*What you will do*. Copy the records from the line with "Where can you see the wet" through the end of the records, changing "wooden post" to "timber post" and leaving everything else unchanged.

*Extracted records*.
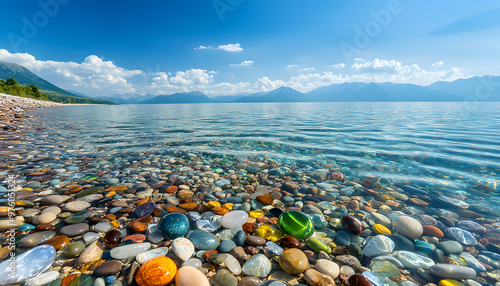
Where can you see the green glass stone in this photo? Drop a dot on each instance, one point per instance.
(296, 224)
(74, 249)
(385, 268)
(89, 191)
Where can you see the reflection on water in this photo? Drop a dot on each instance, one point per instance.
(427, 143)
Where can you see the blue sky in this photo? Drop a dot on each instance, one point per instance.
(221, 47)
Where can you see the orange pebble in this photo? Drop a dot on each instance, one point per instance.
(158, 271)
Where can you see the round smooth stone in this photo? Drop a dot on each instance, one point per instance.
(293, 261)
(409, 227)
(234, 218)
(75, 229)
(357, 280)
(258, 266)
(90, 237)
(28, 265)
(7, 224)
(317, 245)
(110, 267)
(44, 218)
(128, 251)
(461, 235)
(296, 224)
(90, 254)
(203, 240)
(174, 225)
(113, 236)
(58, 242)
(226, 246)
(232, 264)
(102, 227)
(76, 206)
(145, 209)
(450, 246)
(224, 278)
(452, 271)
(43, 279)
(74, 249)
(314, 277)
(55, 210)
(239, 238)
(190, 276)
(143, 257)
(413, 260)
(183, 248)
(353, 224)
(36, 238)
(328, 267)
(158, 271)
(378, 245)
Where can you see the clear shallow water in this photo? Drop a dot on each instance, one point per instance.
(447, 145)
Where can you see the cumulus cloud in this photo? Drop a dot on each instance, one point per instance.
(228, 47)
(93, 72)
(231, 47)
(98, 77)
(242, 64)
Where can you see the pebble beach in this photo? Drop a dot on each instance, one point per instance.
(170, 217)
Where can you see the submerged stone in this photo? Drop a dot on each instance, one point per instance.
(28, 265)
(296, 224)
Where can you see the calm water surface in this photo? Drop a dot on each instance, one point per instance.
(450, 144)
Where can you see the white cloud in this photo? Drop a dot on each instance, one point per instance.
(93, 72)
(97, 77)
(437, 65)
(242, 64)
(231, 47)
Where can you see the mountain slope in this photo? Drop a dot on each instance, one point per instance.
(25, 77)
(182, 97)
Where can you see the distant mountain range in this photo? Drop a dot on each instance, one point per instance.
(25, 77)
(485, 88)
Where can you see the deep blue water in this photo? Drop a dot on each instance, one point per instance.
(443, 144)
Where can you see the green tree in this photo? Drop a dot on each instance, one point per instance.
(11, 81)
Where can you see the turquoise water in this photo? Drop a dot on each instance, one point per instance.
(449, 145)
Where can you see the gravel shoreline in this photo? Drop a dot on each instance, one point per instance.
(12, 107)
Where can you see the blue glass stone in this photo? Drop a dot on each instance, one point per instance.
(343, 238)
(423, 246)
(239, 238)
(173, 225)
(203, 240)
(226, 246)
(26, 227)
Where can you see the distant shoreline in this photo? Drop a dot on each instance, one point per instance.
(12, 108)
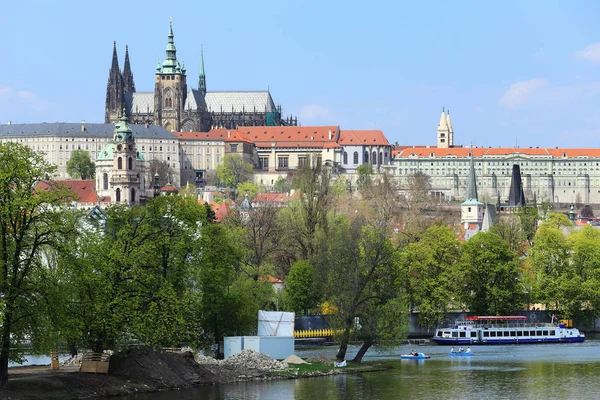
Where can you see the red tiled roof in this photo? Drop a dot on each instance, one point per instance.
(271, 198)
(84, 189)
(291, 136)
(363, 137)
(402, 151)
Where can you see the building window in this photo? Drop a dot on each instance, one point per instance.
(282, 163)
(263, 162)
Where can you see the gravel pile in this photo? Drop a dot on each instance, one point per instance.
(251, 359)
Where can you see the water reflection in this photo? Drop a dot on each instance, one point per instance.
(567, 371)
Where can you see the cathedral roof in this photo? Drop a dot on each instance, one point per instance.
(362, 138)
(139, 103)
(91, 130)
(250, 101)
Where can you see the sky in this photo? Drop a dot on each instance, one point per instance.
(512, 73)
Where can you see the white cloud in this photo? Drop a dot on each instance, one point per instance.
(590, 53)
(314, 112)
(522, 92)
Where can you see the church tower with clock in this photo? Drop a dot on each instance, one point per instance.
(120, 167)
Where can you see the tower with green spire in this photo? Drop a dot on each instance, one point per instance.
(170, 89)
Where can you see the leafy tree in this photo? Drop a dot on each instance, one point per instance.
(233, 170)
(30, 221)
(430, 273)
(490, 273)
(549, 258)
(80, 165)
(557, 220)
(365, 174)
(164, 171)
(301, 287)
(247, 188)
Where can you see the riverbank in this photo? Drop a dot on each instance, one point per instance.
(144, 370)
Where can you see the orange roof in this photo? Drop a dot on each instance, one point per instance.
(221, 210)
(361, 137)
(291, 136)
(491, 151)
(84, 189)
(270, 198)
(213, 134)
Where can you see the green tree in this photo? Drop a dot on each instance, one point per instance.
(246, 188)
(365, 175)
(549, 258)
(80, 165)
(430, 273)
(490, 276)
(30, 221)
(233, 170)
(301, 287)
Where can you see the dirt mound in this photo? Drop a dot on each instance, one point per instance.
(294, 359)
(162, 370)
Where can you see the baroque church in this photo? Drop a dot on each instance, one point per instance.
(176, 108)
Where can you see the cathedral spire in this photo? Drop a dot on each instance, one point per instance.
(128, 83)
(472, 183)
(115, 62)
(202, 76)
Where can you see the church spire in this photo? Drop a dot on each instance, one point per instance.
(128, 83)
(472, 184)
(202, 77)
(115, 62)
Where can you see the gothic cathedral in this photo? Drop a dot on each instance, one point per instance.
(176, 108)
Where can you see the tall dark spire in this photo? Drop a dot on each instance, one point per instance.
(516, 197)
(202, 77)
(128, 83)
(114, 90)
(472, 183)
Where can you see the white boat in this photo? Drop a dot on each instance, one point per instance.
(513, 329)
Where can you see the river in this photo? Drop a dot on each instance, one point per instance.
(545, 371)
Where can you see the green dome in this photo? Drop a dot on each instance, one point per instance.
(107, 153)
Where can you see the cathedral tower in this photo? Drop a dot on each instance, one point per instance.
(170, 89)
(114, 90)
(126, 176)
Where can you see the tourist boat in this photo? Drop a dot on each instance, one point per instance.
(505, 330)
(418, 356)
(460, 353)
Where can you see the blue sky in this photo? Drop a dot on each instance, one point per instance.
(523, 73)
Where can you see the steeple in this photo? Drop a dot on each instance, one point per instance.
(128, 83)
(472, 184)
(115, 63)
(443, 132)
(114, 90)
(450, 130)
(202, 77)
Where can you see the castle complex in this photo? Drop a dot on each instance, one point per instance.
(176, 108)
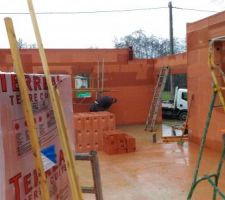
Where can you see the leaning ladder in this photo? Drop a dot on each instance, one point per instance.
(27, 109)
(156, 99)
(212, 178)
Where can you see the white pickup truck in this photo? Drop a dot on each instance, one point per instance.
(176, 108)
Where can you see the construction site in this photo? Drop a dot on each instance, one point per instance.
(52, 146)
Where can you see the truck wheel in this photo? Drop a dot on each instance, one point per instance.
(182, 116)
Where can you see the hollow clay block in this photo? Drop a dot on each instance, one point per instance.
(18, 177)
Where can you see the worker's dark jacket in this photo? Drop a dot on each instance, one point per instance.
(101, 104)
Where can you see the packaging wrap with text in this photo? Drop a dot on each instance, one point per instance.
(18, 177)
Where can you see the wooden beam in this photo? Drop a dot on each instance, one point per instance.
(58, 113)
(27, 109)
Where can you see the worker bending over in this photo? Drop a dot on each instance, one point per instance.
(102, 103)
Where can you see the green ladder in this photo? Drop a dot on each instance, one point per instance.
(212, 178)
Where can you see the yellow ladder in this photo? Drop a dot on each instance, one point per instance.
(215, 69)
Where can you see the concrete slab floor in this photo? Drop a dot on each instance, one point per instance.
(153, 172)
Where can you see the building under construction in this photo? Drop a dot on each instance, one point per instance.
(116, 154)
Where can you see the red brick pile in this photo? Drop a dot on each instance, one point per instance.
(96, 131)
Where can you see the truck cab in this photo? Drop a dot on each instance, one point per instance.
(176, 108)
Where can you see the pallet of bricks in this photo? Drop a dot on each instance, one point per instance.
(97, 131)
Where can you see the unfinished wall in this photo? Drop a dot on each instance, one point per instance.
(129, 80)
(200, 81)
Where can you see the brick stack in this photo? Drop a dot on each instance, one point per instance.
(89, 128)
(116, 142)
(96, 131)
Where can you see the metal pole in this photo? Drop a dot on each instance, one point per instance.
(98, 79)
(171, 27)
(103, 65)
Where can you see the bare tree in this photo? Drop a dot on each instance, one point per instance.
(149, 46)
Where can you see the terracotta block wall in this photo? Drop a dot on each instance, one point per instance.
(200, 81)
(130, 80)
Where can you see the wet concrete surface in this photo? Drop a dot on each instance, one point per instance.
(153, 172)
(167, 129)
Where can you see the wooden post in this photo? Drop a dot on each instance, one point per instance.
(58, 113)
(27, 109)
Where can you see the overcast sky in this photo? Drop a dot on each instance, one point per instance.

*Problem solution*.
Where can you see the wet concrete surface in this photo? Drop a dot on each instance, one point per instance.
(153, 172)
(167, 129)
Where can you see the timber post in this photo? Drop a dot on each instance, one point per instance.
(58, 113)
(27, 109)
Where can you see the overcast sky in this photo? Drop a dot on each instance, one point per instance.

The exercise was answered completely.